* **WHAT IS ASKED**:
Print the material word for word from its first line through the line containing "238), (486, 240)]]", both ends included, and leave the pictures out.
▬▬▬
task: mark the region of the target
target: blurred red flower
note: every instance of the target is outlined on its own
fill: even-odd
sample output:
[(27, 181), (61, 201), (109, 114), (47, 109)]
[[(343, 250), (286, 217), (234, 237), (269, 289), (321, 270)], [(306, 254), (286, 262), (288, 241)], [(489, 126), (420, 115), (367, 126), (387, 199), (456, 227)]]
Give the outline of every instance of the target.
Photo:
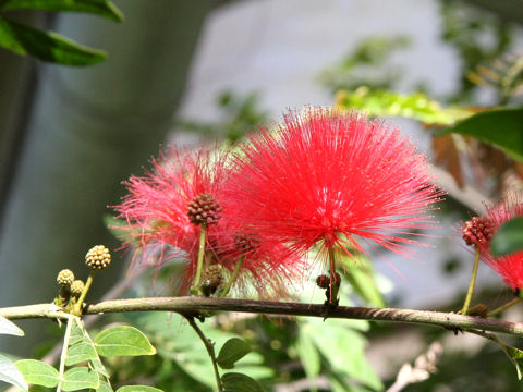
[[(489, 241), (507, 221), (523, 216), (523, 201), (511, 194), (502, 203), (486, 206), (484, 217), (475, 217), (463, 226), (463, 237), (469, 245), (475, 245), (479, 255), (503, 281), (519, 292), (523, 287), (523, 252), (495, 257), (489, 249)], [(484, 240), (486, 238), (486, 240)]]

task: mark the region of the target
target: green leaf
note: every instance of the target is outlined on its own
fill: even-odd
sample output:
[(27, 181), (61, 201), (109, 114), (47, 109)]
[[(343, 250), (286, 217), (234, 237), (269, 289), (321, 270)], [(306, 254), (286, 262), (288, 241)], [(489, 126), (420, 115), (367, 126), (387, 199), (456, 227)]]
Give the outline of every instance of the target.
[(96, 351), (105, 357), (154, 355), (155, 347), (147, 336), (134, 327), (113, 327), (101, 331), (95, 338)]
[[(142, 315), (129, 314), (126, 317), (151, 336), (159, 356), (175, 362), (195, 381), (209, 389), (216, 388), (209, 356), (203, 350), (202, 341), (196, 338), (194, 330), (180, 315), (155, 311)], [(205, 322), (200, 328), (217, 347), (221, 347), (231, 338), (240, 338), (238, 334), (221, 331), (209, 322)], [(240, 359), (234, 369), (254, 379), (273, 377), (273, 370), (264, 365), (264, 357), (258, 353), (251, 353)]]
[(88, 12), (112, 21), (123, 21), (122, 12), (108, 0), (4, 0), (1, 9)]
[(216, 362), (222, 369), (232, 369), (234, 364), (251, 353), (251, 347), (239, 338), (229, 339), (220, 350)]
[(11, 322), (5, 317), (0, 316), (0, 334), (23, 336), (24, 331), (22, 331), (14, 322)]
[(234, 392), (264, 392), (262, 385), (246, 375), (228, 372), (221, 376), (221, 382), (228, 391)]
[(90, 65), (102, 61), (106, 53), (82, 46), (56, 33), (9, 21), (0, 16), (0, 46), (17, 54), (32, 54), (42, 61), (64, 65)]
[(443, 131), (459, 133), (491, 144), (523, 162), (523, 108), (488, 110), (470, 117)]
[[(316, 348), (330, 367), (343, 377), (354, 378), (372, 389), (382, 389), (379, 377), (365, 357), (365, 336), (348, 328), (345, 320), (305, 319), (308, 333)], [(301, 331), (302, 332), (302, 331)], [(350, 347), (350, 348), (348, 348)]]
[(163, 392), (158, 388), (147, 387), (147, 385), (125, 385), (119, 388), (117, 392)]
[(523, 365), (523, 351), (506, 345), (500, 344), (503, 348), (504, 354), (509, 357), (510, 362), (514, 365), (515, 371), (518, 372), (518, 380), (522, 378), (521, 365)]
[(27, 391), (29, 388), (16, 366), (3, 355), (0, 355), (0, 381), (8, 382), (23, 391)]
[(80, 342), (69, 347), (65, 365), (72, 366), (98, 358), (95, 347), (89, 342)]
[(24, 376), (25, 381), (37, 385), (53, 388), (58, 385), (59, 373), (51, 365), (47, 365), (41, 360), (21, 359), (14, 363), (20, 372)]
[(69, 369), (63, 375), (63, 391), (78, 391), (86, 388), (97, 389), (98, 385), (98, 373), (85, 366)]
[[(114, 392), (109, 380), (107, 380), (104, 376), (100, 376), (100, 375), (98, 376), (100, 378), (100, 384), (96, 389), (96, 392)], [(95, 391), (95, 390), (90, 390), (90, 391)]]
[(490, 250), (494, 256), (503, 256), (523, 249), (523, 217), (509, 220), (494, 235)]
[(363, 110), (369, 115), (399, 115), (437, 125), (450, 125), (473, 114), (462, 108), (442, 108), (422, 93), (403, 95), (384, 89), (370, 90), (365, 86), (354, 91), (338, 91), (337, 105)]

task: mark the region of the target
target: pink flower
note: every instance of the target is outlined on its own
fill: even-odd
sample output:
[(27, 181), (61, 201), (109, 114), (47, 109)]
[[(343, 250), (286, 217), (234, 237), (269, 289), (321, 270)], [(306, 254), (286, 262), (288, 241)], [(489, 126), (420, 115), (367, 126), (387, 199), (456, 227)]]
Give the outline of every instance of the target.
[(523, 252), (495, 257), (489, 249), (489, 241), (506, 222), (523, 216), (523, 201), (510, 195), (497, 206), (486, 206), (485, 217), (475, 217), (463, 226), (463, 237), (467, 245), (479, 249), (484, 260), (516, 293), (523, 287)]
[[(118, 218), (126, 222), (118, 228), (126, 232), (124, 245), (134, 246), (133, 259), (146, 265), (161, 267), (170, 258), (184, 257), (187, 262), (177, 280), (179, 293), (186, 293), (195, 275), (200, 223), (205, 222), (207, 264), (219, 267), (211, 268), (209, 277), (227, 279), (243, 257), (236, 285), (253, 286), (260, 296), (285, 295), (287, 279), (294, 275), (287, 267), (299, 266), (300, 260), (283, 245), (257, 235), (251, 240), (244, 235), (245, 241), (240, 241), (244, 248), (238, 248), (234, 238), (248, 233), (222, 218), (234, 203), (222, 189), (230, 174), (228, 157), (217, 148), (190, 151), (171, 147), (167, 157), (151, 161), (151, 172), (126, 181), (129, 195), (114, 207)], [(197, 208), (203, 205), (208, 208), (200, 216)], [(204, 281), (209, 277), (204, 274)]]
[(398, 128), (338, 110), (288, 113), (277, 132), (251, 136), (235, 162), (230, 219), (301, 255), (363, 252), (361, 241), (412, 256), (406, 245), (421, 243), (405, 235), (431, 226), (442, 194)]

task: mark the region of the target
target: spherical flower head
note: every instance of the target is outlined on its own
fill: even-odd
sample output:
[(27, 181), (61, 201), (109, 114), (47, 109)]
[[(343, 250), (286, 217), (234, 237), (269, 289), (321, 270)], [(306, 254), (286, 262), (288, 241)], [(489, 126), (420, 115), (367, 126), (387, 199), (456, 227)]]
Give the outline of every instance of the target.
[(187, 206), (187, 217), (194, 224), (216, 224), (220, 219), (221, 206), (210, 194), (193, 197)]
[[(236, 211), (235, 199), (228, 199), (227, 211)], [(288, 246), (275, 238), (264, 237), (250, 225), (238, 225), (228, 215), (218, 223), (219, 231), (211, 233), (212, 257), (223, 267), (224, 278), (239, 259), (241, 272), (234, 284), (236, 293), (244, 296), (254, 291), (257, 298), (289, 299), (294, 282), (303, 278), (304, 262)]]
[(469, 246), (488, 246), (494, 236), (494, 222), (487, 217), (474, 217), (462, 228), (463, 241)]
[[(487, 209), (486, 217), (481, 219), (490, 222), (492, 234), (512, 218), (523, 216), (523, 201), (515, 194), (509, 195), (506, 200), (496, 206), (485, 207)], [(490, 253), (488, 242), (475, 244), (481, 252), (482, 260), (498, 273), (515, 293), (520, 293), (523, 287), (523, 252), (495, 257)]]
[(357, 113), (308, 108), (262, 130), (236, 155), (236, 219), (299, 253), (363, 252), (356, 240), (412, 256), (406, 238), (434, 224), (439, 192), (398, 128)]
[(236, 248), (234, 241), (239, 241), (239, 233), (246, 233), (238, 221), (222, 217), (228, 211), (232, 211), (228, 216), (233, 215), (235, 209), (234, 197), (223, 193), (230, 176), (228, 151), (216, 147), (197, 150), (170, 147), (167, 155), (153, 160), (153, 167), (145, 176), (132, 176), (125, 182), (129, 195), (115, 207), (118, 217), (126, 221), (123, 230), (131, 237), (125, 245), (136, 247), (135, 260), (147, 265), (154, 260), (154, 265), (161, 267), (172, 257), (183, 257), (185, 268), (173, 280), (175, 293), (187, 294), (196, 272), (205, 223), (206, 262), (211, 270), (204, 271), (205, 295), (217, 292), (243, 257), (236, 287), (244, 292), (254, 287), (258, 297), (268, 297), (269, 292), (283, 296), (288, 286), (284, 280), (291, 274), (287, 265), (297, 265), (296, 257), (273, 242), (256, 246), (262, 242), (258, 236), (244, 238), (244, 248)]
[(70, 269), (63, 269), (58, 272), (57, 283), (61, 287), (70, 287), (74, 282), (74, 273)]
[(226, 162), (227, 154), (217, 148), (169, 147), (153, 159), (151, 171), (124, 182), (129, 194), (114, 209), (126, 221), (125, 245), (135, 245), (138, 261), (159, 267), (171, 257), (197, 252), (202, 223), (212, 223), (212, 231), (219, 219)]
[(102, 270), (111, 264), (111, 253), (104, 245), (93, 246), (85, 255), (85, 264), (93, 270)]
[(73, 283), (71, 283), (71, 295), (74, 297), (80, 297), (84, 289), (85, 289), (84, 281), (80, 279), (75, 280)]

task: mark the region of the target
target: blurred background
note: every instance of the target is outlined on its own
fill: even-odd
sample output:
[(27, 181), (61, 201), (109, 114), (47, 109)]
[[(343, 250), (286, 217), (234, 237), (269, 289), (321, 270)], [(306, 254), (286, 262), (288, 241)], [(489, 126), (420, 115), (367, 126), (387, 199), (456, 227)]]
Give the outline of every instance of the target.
▬▬▬
* **OUTPUT FOR THIS TASK**:
task: mark the region of the target
target: blurred red flower
note: every instance of the target is outlined on its own
fill: even-odd
sample output:
[(27, 181), (61, 201), (109, 114), (47, 109)]
[[(343, 250), (286, 217), (234, 237), (269, 289), (321, 270)], [(306, 254), (286, 262), (288, 241)], [(489, 126), (420, 115), (367, 126), (387, 199), (456, 227)]]
Give the outline of every instance of the target.
Photo:
[[(489, 241), (507, 221), (523, 216), (523, 201), (511, 194), (502, 203), (486, 206), (484, 217), (475, 217), (463, 226), (463, 237), (469, 245), (475, 245), (479, 255), (503, 281), (519, 292), (523, 287), (523, 252), (495, 257), (489, 249)], [(484, 240), (486, 238), (486, 240)]]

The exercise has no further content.